### PROBLEM DETAILS:
Copy every item below word for word.
+++ GIVEN DATA
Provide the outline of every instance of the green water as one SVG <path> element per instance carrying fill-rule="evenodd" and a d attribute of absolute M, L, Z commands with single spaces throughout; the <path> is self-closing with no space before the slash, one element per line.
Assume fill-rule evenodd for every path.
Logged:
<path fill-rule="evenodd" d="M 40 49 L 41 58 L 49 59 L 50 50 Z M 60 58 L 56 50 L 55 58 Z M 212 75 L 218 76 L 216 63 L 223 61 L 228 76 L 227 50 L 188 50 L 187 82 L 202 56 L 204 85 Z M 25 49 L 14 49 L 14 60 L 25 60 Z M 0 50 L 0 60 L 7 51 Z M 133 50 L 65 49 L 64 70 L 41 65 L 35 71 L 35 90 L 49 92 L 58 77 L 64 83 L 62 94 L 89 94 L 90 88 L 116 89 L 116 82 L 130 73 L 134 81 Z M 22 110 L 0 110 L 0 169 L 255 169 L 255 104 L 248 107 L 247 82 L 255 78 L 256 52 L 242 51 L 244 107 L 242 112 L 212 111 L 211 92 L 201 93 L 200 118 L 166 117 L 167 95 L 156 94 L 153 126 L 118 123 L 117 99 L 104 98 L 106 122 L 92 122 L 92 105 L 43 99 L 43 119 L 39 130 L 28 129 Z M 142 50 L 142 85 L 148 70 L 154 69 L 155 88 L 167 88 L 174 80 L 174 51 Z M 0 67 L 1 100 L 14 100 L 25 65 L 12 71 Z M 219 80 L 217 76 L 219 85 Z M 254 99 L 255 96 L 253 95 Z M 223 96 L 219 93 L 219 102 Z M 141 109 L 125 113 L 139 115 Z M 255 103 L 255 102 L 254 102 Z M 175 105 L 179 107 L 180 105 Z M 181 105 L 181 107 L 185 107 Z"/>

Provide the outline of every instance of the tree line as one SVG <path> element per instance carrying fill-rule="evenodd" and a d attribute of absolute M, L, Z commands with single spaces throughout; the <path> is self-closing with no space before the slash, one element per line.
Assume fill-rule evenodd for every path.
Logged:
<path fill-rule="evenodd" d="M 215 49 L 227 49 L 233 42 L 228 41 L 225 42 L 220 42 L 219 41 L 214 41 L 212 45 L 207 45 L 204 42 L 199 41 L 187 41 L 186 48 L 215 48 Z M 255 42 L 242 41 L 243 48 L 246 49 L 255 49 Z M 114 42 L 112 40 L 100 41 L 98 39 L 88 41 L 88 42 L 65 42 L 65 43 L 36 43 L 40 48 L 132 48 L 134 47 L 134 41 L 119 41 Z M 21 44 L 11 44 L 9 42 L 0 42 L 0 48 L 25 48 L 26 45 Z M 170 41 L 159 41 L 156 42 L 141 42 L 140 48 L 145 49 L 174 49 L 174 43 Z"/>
++++++
### ANSWER TO THE PROBLEM:
Provide the outline of every instance of the green water as one SVG <path> element per instance carrying fill-rule="evenodd" and a d attribute of absolute M, L, Z commands with single spaces throughout; the <path> is self-closing with no space before the slash, one element per line.
Assume fill-rule evenodd for every path.
Logged:
<path fill-rule="evenodd" d="M 40 49 L 41 58 L 49 59 L 50 50 Z M 60 58 L 56 50 L 55 58 Z M 212 75 L 218 76 L 216 63 L 223 61 L 228 76 L 227 50 L 188 50 L 187 82 L 202 56 L 204 85 Z M 25 49 L 14 49 L 14 60 L 25 60 Z M 0 50 L 0 60 L 7 51 Z M 133 50 L 65 49 L 64 70 L 41 65 L 35 71 L 35 90 L 49 92 L 58 77 L 64 83 L 62 94 L 89 94 L 90 88 L 116 89 L 116 82 L 130 73 L 134 81 Z M 22 110 L 0 110 L 0 169 L 255 169 L 255 104 L 248 107 L 247 82 L 255 78 L 256 52 L 242 51 L 244 107 L 242 112 L 212 111 L 211 92 L 201 93 L 200 118 L 166 117 L 167 95 L 156 94 L 153 126 L 118 123 L 117 99 L 104 98 L 106 122 L 92 122 L 92 105 L 43 99 L 43 119 L 39 130 L 28 129 Z M 142 50 L 142 85 L 148 70 L 154 69 L 155 88 L 167 88 L 174 80 L 174 51 Z M 0 67 L 1 100 L 14 100 L 25 65 L 12 71 Z M 219 80 L 217 76 L 219 85 Z M 254 99 L 255 96 L 253 95 Z M 223 96 L 219 93 L 219 102 Z M 141 109 L 125 113 L 139 115 Z M 255 103 L 255 102 L 254 102 Z M 175 105 L 179 107 L 180 105 Z M 181 105 L 181 107 L 185 107 Z"/>

Provide the outline of every instance of the tree line as one SVG <path> element per instance carrying fill-rule="evenodd" and a d attribute of absolute M, L, Z commands with single spaces throughout; the <path> is self-closing with no space before the slash, one element per line.
Assume fill-rule evenodd for every path.
Logged:
<path fill-rule="evenodd" d="M 215 49 L 227 49 L 233 42 L 228 41 L 225 42 L 220 42 L 219 41 L 214 41 L 212 45 L 207 45 L 204 42 L 199 41 L 187 41 L 186 48 L 215 48 Z M 255 42 L 242 41 L 243 48 L 246 49 L 255 49 Z M 114 42 L 112 40 L 100 41 L 98 39 L 88 41 L 88 42 L 65 42 L 65 43 L 36 43 L 40 48 L 132 48 L 134 47 L 134 41 L 119 41 Z M 21 44 L 11 44 L 9 42 L 0 42 L 0 48 L 25 48 L 26 45 Z M 170 41 L 159 41 L 156 42 L 141 42 L 140 48 L 145 49 L 174 49 L 174 43 Z"/>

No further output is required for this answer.